**BRANO FORNITO:**
--------

Biografia

Gianfranco Pardi

Sin dall’inizio la sua ricerca è impostata sullo spazio e sulla progettualità costruttiva che dà vita ad opere di grande rigore formale, caratterizzate dall’integrazione di disegno, pittura e scultura in una dimensione spaziale di respiro architettonico.

Nel 1959 si tiene la sua prima personale a Brescia, alla Galleria Alberti, mentre l’anno seguente è ospitato dalla Galleria Colonna di Milano.

Durante gli anni Sessanta sviluppa uno stile che integra il disegno, la pittura, la scultura e l’architettura. Del 1965 è la sua partecipazione alla mostra collettiva La figuration narrative dans l’art contemporain a Parigi.

Nel 1967 comincia la sua collaborazione con lo Studio Marconi di Milano e si dedica alla realizzazione di opere che sono una rilettura delle avanguardie storiche come l’Astrattismo, il Suprematismo, il Costruttivismo e il Neoplasticismo.

Negli anni Settanta sviluppa nelle sue Architetture la volontà di costruire e fondare uno spazio attraverso la pittura, poiché ritiene che tale mezzo espressivo possa produrre immediatamente l’idea. Le sue opere si sviluppano attraverso segni e gestualità geometriche che, insieme a poche cromie, lo aiutano ad esprimere il concetto di costruttività.

Nel 1974, e in seguito nel 1993, partecipa alla XXVII Biennale del Palazzo della Permanente a Milano.

--------

**ISTRUZIONI DEL COMPITO:**
Riprendi la biografia di Gianfranco Pardi e proseguila dal punto in cui si ferma. I dati riportati non sono necessari.

**DATI RACCOLTI:**
--------

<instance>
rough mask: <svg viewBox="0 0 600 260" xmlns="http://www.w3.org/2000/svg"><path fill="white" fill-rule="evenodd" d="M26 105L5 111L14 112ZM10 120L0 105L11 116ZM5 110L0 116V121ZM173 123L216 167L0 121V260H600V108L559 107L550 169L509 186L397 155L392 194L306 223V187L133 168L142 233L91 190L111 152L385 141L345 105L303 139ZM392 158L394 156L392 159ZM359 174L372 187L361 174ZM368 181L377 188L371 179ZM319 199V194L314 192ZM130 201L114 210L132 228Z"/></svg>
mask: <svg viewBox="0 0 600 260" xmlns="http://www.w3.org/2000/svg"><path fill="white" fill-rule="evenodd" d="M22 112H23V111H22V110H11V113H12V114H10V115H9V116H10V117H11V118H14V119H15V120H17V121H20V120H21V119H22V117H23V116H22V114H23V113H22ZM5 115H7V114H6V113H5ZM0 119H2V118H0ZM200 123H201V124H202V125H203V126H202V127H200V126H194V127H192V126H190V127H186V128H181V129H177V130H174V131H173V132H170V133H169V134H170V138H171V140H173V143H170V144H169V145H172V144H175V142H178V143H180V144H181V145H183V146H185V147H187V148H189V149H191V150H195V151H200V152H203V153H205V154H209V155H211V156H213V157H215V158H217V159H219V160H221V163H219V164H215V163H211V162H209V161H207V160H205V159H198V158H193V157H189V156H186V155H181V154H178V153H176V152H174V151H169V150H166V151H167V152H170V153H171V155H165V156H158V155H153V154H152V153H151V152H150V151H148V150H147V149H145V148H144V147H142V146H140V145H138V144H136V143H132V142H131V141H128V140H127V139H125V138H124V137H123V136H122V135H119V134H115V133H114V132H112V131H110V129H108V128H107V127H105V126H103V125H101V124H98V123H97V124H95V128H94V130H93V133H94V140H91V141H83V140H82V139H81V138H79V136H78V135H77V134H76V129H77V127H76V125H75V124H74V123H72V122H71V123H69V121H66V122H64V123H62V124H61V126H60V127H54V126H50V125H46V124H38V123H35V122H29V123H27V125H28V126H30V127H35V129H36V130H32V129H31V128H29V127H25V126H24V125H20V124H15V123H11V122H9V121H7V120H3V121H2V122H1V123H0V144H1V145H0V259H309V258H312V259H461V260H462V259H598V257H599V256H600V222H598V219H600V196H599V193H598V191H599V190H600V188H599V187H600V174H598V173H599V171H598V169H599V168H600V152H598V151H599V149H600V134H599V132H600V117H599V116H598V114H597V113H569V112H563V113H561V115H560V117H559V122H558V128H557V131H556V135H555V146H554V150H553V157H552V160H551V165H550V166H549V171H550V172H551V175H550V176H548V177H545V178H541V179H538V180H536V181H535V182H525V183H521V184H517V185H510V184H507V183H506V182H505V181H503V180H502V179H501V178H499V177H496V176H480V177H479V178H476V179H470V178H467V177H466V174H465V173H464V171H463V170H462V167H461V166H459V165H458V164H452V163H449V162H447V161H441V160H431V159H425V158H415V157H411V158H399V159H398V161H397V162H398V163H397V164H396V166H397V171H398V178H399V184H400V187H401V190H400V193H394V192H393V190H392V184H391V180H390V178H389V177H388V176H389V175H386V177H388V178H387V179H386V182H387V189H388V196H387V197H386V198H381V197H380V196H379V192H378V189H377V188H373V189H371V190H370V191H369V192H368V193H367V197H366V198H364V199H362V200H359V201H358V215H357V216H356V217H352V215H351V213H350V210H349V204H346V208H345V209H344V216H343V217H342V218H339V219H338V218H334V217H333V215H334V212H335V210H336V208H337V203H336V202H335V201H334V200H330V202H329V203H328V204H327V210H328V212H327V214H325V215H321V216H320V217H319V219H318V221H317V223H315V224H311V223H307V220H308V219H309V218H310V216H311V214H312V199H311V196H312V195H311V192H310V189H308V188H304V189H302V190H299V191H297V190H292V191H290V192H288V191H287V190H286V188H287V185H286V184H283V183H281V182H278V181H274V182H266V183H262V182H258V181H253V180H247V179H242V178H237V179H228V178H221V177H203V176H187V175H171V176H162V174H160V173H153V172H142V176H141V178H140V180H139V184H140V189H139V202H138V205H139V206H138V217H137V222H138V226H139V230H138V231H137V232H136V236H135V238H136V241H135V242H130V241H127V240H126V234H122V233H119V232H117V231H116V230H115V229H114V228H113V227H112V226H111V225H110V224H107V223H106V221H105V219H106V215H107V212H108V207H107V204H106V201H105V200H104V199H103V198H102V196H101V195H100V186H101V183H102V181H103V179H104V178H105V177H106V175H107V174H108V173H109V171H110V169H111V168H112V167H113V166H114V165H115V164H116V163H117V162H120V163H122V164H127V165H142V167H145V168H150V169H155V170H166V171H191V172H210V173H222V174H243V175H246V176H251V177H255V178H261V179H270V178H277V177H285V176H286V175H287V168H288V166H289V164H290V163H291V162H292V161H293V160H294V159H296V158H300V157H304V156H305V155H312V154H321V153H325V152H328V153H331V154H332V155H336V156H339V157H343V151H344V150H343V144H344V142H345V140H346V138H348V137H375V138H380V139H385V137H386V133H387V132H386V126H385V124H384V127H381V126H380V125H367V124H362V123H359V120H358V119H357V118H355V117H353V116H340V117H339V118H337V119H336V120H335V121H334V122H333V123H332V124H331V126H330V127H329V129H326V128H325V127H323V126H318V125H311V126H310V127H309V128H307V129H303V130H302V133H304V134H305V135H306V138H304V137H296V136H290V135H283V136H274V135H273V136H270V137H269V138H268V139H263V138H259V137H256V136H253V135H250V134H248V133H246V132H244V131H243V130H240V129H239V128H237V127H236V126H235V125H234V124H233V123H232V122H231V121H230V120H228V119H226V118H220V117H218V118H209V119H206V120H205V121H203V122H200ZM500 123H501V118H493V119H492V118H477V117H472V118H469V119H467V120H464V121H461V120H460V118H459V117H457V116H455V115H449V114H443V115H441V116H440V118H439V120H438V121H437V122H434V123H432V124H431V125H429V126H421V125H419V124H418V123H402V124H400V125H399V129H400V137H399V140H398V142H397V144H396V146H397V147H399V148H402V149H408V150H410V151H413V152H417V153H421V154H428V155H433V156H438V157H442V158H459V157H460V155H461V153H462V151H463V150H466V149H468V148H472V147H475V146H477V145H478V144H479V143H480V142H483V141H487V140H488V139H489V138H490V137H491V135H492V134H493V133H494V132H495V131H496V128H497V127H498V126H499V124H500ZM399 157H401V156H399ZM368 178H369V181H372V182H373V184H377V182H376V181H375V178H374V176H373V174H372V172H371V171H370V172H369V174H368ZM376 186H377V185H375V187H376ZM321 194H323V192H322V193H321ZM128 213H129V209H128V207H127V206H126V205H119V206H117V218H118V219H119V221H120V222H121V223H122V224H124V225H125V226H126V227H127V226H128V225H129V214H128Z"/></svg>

--------

**RISPOSTA SCRITTA:**
Nel 1981 è all’interno di due importanti mostre collettive come Linee della ricerca artistica in Italia 1960/1980, al Palazzo delle Esposizioni di Roma, e Il luogo della forma, al Museo di Castelvecchio di Verona.

Nel 1984 l’Università di Parma gli organizza una grande antologica e due anni più tardi partecipa con una personale alla Biennale di Venezia, alla Triennale di Milano e alla Quadriennale di Roma.

Tra la fine degli anni Ottanta e i primi Novanta realizza le opere delle serie Cinema, Monk e Maschere, concentrandosi sull’utilizzo di supporti in ferro. Successivamente la sua ricerca artistica si indirizza sul tema della “Montagna-Sainte Victoire”, ispirata alle opere di Cézanne, e ai cicli intitolati Nagjma, ispirati alla luce e alla notte di Tangeri, e Box, ovvero lavori realizzati con scatole di cartone.

Nel 1998 Palazzo Reale a Milano ospita una sua personale.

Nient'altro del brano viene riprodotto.